# Problem A:
Answer these questions using the passage on Billy Bitzer:
(i) In what year did Bitzer retire?
(ii) How many movies did Bitzer direct himself?
(iii) What abbreviated title is sometimes used for Interior New York Subway, 18th St. to 42nd St.?

___ Passage given

Daily Archives: February 17, 2014

Adventures in Early Movies: Interior New York Subway, 18th St. to 42nd St.

Still from Interior New York Subway, 18th St. to 42nd St.

The name G.W. “Billy” Bitzer belongs on anyone’s short list of the greatest cinematographers of all time. A true innovator, even a genius, in his field, Bitzer shot over a thousand movies between 1896 (the very dawn of the motion-picture medium) and his retirement during the early sound era in 1933. Among his considerable achievements are shooting virtually all of the major masterpieces of D.W. Griffith, including A Corner in Wheat (1909), The Musketeers of Pig Alley (1912), The Birth of a Nation (1915), Intolerance: Love’s Struggle Through the Ages (1916), Broken Blossoms or The Yellow Man and the Girl (1919), True Heart Susie (1919), Way Down East (1920) and Orphans of the Storm (1921). Among the cinematographic innovations he is credited with creating and/or popularizing are illuminating a film set through artificial lighting (as opposed to using sunlight as was customary with early cinema), as well as the use of backlighting, close-ups, fade-outs, lap dissolves, soft-focus photography and tracking shots. Less well-known is that Billy Bitzer also directed seven movies himself between 1896 and 1907 (the last of which was D.W. Griffith’s first film, The Adventures of Dolly, on which Bitzer served as both director of photography and uncredited co-director). Most of Bitzer’s directorial credits were for “actualities,” early, short documentaries where the line between cinematographer and director was oftentimes blurred. Among Bitzer’s short filmography as director, however, one film stands tall as a masterpiece of its era: Interior New York Subway, 18th St. to 42nd St. (sometimes also referred to by the abbreviated title New York Subway).

______
___ Provided data

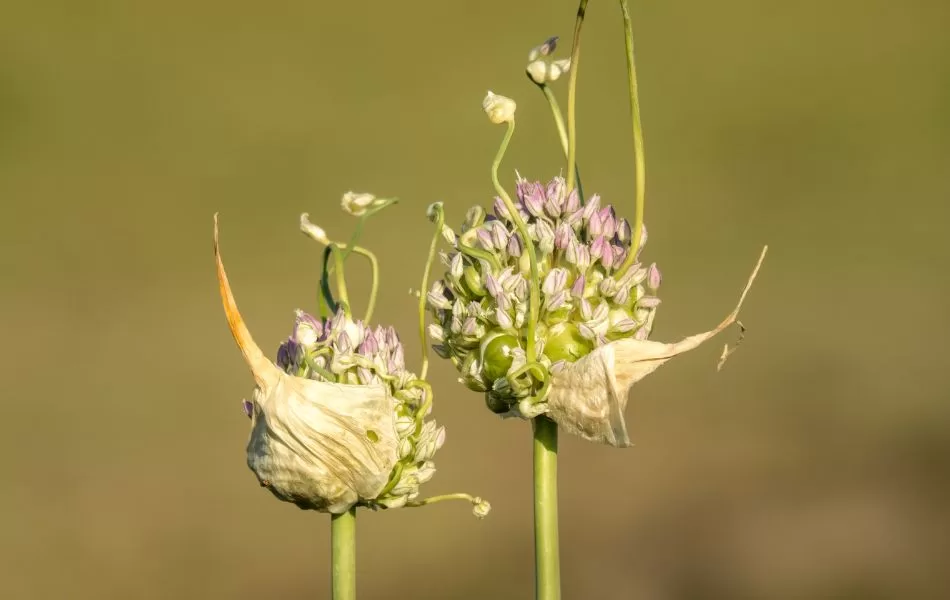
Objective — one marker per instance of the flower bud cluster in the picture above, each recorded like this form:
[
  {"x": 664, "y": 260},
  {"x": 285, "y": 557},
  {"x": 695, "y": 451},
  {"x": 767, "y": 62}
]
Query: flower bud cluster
[
  {"x": 340, "y": 350},
  {"x": 481, "y": 306}
]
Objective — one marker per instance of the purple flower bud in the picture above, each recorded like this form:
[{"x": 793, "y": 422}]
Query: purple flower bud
[
  {"x": 499, "y": 234},
  {"x": 608, "y": 219},
  {"x": 583, "y": 257},
  {"x": 585, "y": 309},
  {"x": 555, "y": 281},
  {"x": 515, "y": 245},
  {"x": 577, "y": 290},
  {"x": 572, "y": 250},
  {"x": 620, "y": 253},
  {"x": 369, "y": 347},
  {"x": 456, "y": 266},
  {"x": 474, "y": 217},
  {"x": 493, "y": 286},
  {"x": 572, "y": 203},
  {"x": 501, "y": 211},
  {"x": 624, "y": 325},
  {"x": 484, "y": 238},
  {"x": 599, "y": 247},
  {"x": 337, "y": 322},
  {"x": 556, "y": 301},
  {"x": 287, "y": 355},
  {"x": 343, "y": 343},
  {"x": 399, "y": 358},
  {"x": 623, "y": 231},
  {"x": 533, "y": 198},
  {"x": 623, "y": 294},
  {"x": 586, "y": 332},
  {"x": 436, "y": 298},
  {"x": 545, "y": 233},
  {"x": 653, "y": 277},
  {"x": 520, "y": 289},
  {"x": 593, "y": 204},
  {"x": 562, "y": 235},
  {"x": 608, "y": 257},
  {"x": 307, "y": 329},
  {"x": 574, "y": 219}
]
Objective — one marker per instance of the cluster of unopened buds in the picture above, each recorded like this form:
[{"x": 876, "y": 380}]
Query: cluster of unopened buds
[
  {"x": 340, "y": 350},
  {"x": 587, "y": 297},
  {"x": 338, "y": 420}
]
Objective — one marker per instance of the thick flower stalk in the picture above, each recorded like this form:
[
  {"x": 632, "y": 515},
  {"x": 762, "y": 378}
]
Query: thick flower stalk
[
  {"x": 586, "y": 298},
  {"x": 339, "y": 421}
]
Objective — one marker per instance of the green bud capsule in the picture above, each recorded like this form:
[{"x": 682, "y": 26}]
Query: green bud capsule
[
  {"x": 496, "y": 355},
  {"x": 473, "y": 281},
  {"x": 564, "y": 342},
  {"x": 496, "y": 404}
]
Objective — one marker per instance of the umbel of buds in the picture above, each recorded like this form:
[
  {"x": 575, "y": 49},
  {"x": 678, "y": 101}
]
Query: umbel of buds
[
  {"x": 596, "y": 312},
  {"x": 338, "y": 421},
  {"x": 481, "y": 304},
  {"x": 341, "y": 351}
]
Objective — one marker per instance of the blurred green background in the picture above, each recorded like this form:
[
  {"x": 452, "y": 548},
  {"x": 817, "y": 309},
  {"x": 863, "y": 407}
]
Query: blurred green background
[{"x": 816, "y": 465}]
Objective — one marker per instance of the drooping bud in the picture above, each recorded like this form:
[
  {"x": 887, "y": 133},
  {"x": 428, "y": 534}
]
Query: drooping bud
[
  {"x": 357, "y": 204},
  {"x": 499, "y": 109}
]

______

# Problem B:
Report how many lines of the rows contain the word "buds", with case counting, and give only the number.

# Output A:
(i) 1933
(ii) Seven
(iii) New York Subway

# Output B:
4